** DIRECTIVE **
Convert the entries into a Markdown table with two columns, No. and Line. Begin at the first line of the entries, stop after the line that has "column 715, row 492", number each line, and leave out blank lines and pictures.

--- START RECORDS SUPPLIED ---

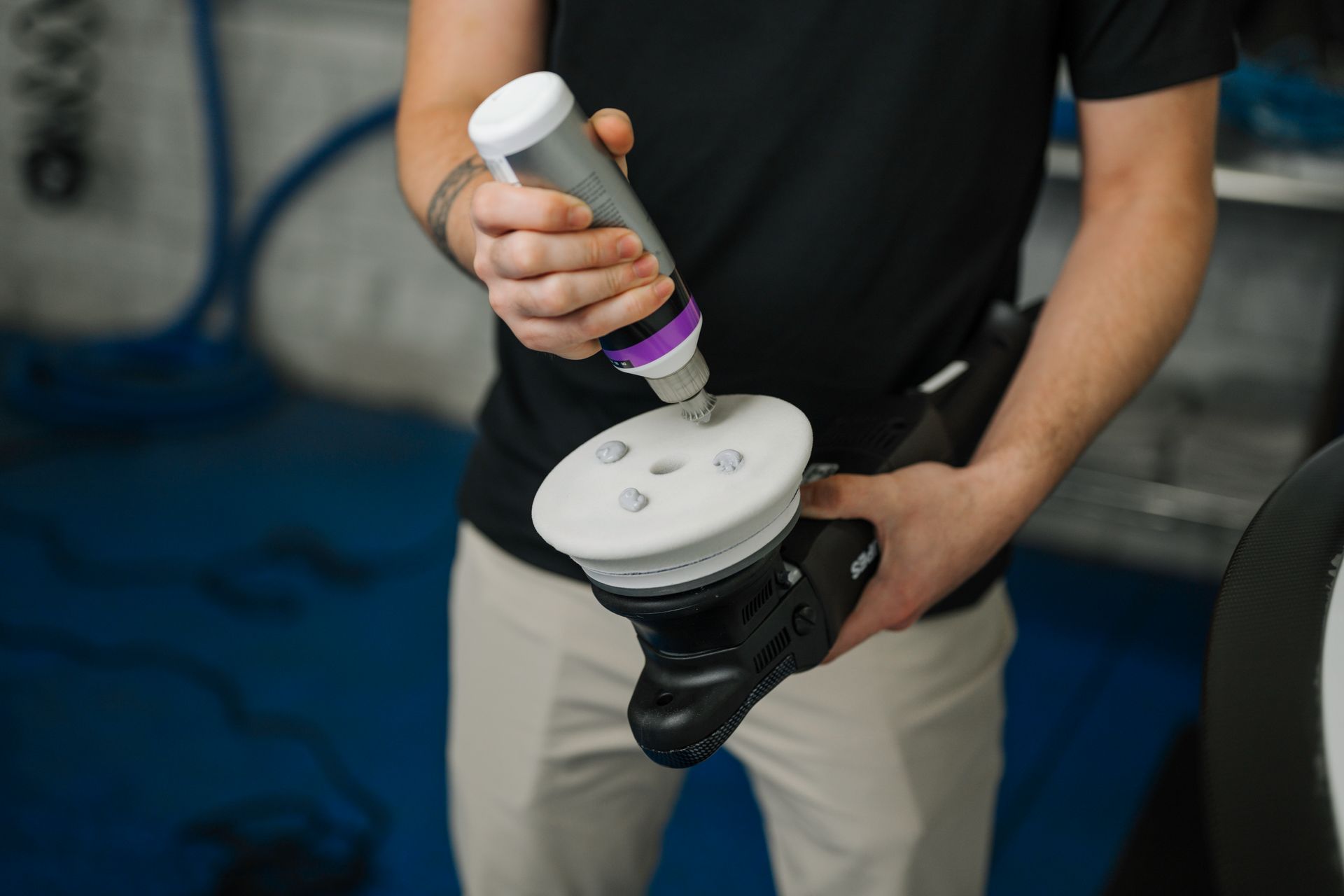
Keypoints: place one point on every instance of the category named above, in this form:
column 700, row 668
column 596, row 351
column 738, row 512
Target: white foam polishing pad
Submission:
column 657, row 501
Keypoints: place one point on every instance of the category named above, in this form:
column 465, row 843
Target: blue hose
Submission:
column 179, row 374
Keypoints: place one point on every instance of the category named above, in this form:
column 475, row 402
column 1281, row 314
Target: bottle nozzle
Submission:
column 686, row 387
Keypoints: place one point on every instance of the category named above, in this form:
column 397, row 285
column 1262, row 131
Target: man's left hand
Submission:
column 936, row 527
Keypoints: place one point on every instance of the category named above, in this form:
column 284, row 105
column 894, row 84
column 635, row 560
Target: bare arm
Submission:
column 558, row 284
column 1126, row 289
column 1124, row 296
column 457, row 52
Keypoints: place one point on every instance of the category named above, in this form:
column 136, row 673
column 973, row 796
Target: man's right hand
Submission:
column 554, row 281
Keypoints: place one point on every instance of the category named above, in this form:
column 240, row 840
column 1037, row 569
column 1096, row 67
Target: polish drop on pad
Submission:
column 715, row 492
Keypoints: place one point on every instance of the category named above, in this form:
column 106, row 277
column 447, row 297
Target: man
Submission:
column 844, row 187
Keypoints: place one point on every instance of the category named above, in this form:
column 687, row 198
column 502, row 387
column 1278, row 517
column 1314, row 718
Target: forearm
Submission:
column 438, row 168
column 1123, row 298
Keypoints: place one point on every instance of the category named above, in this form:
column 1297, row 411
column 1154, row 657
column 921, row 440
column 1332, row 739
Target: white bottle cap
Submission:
column 521, row 115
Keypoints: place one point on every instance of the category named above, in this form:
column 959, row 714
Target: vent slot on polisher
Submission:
column 758, row 601
column 879, row 435
column 768, row 653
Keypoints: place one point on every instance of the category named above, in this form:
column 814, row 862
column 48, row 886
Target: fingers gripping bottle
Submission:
column 531, row 132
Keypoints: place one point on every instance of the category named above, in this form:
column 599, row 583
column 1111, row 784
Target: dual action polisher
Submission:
column 692, row 533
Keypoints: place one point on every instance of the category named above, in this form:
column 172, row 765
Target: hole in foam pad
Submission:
column 667, row 465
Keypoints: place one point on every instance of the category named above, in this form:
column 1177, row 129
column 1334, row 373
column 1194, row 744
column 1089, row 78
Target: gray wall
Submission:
column 351, row 300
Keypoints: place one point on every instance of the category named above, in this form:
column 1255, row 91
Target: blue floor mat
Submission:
column 222, row 660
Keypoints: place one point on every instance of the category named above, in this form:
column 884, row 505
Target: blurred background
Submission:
column 238, row 388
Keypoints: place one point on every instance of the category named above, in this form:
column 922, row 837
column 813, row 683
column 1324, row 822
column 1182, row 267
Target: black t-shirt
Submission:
column 843, row 184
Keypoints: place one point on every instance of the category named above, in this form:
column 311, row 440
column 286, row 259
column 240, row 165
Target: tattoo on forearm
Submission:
column 442, row 202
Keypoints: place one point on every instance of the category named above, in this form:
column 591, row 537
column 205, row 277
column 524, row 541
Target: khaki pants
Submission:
column 875, row 774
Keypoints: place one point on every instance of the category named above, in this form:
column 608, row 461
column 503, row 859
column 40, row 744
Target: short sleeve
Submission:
column 1124, row 48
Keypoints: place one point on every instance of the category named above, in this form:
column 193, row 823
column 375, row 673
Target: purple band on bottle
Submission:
column 660, row 343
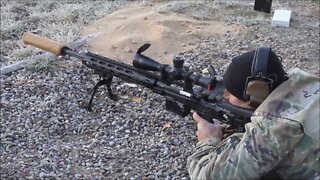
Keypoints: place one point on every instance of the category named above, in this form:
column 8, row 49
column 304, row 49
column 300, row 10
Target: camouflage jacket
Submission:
column 283, row 135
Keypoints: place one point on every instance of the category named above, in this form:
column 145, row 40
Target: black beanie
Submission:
column 234, row 79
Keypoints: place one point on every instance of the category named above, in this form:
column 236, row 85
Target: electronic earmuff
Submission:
column 258, row 86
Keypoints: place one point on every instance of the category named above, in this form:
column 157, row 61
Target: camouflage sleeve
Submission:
column 245, row 156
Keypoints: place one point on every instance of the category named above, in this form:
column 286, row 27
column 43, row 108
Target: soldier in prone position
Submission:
column 282, row 138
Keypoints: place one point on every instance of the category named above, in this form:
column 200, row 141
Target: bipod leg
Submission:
column 108, row 83
column 104, row 81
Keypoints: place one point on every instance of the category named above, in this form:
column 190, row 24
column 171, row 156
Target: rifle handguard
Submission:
column 43, row 43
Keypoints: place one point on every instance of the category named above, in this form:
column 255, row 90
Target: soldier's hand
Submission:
column 206, row 129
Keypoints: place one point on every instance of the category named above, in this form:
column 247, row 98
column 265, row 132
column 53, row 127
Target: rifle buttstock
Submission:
column 43, row 43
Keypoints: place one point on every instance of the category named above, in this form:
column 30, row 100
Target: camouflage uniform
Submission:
column 283, row 135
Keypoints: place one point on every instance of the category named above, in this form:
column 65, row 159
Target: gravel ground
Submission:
column 46, row 132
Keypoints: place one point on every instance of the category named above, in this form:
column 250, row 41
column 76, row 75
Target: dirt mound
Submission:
column 120, row 34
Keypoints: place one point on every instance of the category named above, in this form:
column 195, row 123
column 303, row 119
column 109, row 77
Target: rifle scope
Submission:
column 170, row 74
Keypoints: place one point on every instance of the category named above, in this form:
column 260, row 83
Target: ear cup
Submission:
column 258, row 86
column 258, row 91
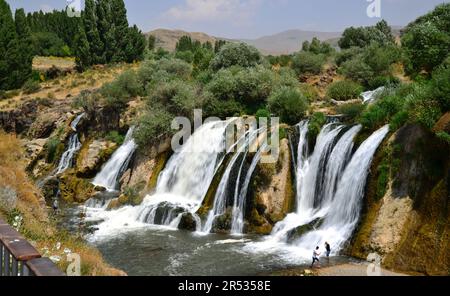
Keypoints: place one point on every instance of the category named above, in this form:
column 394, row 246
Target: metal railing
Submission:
column 19, row 258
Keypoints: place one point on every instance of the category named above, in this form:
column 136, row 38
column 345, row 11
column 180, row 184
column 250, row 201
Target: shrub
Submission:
column 441, row 86
column 316, row 122
column 426, row 41
column 344, row 90
column 308, row 63
column 351, row 111
column 52, row 147
column 262, row 113
column 154, row 124
column 116, row 137
column 289, row 103
column 236, row 54
column 249, row 86
column 177, row 97
column 347, row 54
column 119, row 92
column 356, row 69
column 31, row 86
column 423, row 108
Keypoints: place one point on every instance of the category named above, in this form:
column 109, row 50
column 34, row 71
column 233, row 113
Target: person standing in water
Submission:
column 328, row 249
column 316, row 255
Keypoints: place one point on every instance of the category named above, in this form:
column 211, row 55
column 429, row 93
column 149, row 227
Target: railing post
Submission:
column 1, row 258
column 6, row 262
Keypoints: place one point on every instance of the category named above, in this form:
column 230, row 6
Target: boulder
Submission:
column 275, row 192
column 92, row 156
column 44, row 124
column 187, row 222
column 298, row 232
column 74, row 189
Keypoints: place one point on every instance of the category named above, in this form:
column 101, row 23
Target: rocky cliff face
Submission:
column 410, row 225
column 273, row 192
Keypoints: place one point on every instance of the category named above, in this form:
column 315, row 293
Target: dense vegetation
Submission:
column 15, row 53
column 104, row 35
column 101, row 36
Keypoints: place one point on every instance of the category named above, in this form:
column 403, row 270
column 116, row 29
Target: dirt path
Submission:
column 353, row 269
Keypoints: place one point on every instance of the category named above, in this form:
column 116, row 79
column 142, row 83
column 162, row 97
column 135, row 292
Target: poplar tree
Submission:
column 8, row 46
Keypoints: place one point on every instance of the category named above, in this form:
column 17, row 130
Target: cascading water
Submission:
column 109, row 175
column 73, row 147
column 338, row 213
column 223, row 190
column 237, row 224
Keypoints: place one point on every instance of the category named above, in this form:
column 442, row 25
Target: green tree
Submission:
column 236, row 54
column 289, row 104
column 25, row 58
column 9, row 52
column 82, row 50
column 151, row 42
column 92, row 34
column 120, row 21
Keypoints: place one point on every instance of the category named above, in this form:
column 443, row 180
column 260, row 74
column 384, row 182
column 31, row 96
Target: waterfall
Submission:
column 73, row 147
column 237, row 225
column 184, row 182
column 309, row 175
column 111, row 172
column 342, row 218
column 238, row 161
column 336, row 216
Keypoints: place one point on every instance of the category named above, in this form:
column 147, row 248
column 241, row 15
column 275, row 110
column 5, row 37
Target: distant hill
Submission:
column 285, row 42
column 168, row 39
column 288, row 41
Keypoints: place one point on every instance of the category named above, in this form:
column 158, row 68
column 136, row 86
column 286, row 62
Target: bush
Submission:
column 441, row 86
column 119, row 92
column 422, row 107
column 52, row 147
column 154, row 124
column 220, row 108
column 308, row 63
column 347, row 54
column 236, row 54
column 426, row 41
column 289, row 104
column 262, row 113
column 357, row 70
column 351, row 111
column 248, row 86
column 316, row 122
column 386, row 81
column 177, row 97
column 385, row 108
column 116, row 137
column 31, row 86
column 344, row 90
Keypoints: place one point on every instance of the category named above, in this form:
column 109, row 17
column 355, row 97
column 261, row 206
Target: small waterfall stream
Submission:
column 111, row 172
column 74, row 146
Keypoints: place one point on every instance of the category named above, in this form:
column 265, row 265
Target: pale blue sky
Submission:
column 255, row 18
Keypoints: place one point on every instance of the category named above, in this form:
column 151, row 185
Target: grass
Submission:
column 36, row 225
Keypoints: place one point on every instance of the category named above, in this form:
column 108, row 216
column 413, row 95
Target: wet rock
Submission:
column 275, row 193
column 99, row 188
column 222, row 223
column 19, row 120
column 44, row 124
column 74, row 189
column 33, row 150
column 187, row 222
column 92, row 156
column 298, row 232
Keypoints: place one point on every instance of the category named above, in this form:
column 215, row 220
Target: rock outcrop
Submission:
column 92, row 155
column 410, row 225
column 274, row 195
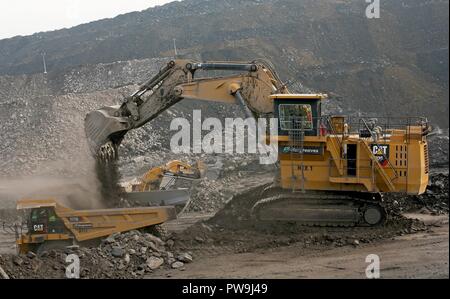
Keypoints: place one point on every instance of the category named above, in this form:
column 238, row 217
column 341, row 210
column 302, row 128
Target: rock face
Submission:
column 398, row 63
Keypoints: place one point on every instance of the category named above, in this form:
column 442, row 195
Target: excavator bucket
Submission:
column 105, row 130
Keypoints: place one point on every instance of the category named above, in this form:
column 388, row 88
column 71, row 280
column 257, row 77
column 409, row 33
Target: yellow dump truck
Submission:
column 51, row 225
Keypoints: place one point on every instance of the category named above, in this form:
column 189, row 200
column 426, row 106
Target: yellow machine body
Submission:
column 50, row 221
column 339, row 157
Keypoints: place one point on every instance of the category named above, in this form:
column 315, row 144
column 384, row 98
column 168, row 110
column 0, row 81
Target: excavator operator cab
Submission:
column 42, row 219
column 298, row 113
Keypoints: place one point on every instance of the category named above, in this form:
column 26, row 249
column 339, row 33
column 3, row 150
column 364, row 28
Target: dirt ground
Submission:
column 419, row 255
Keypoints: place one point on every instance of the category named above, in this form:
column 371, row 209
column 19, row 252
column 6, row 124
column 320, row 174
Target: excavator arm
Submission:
column 105, row 128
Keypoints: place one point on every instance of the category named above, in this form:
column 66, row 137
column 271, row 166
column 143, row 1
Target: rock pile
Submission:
column 132, row 254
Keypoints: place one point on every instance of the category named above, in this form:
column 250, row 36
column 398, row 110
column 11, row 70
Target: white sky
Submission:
column 25, row 17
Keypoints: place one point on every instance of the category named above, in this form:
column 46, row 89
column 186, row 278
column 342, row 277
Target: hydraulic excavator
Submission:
column 155, row 187
column 333, row 169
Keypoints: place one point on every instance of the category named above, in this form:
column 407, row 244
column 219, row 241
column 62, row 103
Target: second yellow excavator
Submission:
column 333, row 169
column 156, row 186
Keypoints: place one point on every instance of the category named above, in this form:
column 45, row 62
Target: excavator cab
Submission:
column 298, row 112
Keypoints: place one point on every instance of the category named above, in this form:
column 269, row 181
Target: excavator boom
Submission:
column 105, row 128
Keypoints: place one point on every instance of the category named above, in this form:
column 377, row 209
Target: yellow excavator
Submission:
column 155, row 186
column 333, row 169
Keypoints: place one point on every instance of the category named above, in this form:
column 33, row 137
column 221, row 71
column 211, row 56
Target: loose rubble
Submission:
column 133, row 254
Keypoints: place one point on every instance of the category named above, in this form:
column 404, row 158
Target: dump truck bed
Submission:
column 83, row 225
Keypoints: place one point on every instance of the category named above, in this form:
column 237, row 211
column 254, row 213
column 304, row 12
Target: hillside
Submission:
column 394, row 65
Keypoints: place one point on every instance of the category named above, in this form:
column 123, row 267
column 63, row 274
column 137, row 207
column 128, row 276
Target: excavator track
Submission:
column 315, row 208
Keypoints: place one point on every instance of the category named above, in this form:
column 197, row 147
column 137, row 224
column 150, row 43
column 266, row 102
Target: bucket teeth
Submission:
column 107, row 152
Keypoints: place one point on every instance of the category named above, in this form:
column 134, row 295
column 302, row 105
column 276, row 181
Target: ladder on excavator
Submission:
column 297, row 147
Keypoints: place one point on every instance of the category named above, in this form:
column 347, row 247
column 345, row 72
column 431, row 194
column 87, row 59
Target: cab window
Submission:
column 296, row 117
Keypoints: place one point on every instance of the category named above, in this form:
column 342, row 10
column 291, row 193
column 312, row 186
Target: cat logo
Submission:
column 381, row 151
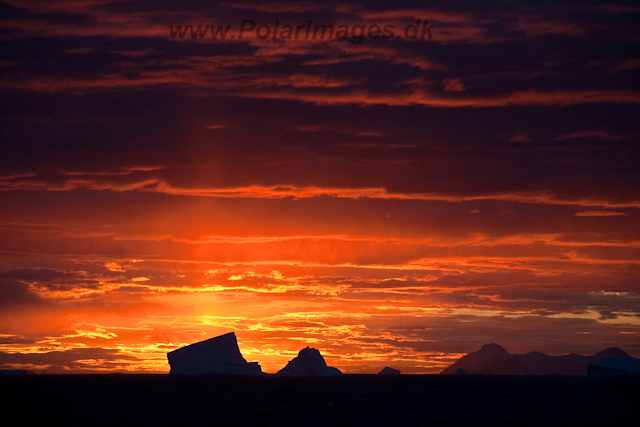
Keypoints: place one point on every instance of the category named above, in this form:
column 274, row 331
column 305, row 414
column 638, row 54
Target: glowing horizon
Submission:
column 391, row 203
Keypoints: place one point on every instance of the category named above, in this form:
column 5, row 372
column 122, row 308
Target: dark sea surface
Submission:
column 353, row 400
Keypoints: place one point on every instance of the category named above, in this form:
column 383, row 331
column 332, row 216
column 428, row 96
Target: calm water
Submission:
column 354, row 400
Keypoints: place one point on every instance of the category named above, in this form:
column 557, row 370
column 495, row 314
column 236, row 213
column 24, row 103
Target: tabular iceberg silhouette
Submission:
column 215, row 356
column 221, row 356
column 309, row 363
column 493, row 359
column 389, row 371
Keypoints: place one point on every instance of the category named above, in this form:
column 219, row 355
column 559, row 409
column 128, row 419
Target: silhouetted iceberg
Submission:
column 493, row 359
column 615, row 368
column 389, row 371
column 309, row 363
column 215, row 356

--- END RECORDS SUPPLIED ---

** PROBLEM SOLUTION **
| No. | Line |
|---|---|
| 1 | Keypoints: place one point on every instance of the category named above, in this form: |
| 2 | column 700, row 668 |
| 3 | column 596, row 351 |
| 4 | column 738, row 512 |
| 5 | Target: white foam polishing pad |
| 6 | Submission: |
| 7 | column 657, row 501 |
| 8 | Keypoints: place one point on every instance of the category named above, in this form: |
| 9 | column 465, row 843 |
| 10 | Target: blue hose |
| 11 | Submission: |
| 12 | column 179, row 374 |
| 13 | Keypoints: place one point on every instance of the category named above, in this form: |
| 14 | column 475, row 402 |
| 15 | column 1281, row 314 |
| 16 | Target: bottle nozzle |
| 17 | Submission: |
| 18 | column 686, row 387 |
| 19 | Keypoints: place one point on every instance of the category named above, in this form: |
| 20 | column 397, row 285 |
| 21 | column 1262, row 131 |
| 22 | Target: man's left hand |
| 23 | Submission: |
| 24 | column 936, row 527 |
| 25 | Keypoints: place one point on every instance of the category named above, in this form: |
| 26 | column 284, row 105 |
| 27 | column 894, row 84 |
| 28 | column 635, row 560 |
| 29 | Target: bare arm |
| 30 | Submission: |
| 31 | column 558, row 284 |
| 32 | column 1126, row 289 |
| 33 | column 1124, row 296 |
| 34 | column 457, row 52 |
| 35 | Keypoints: place one point on every instance of the category named above, in this form: |
| 36 | column 136, row 673 |
| 37 | column 973, row 796 |
| 38 | Target: man's right hand |
| 39 | Submission: |
| 40 | column 554, row 281 |
| 41 | Keypoints: place one point on every instance of the category named above, in this form: |
| 42 | column 240, row 840 |
| 43 | column 1037, row 569 |
| 44 | column 1096, row 67 |
| 45 | Target: polish drop on pad |
| 46 | Submission: |
| 47 | column 715, row 492 |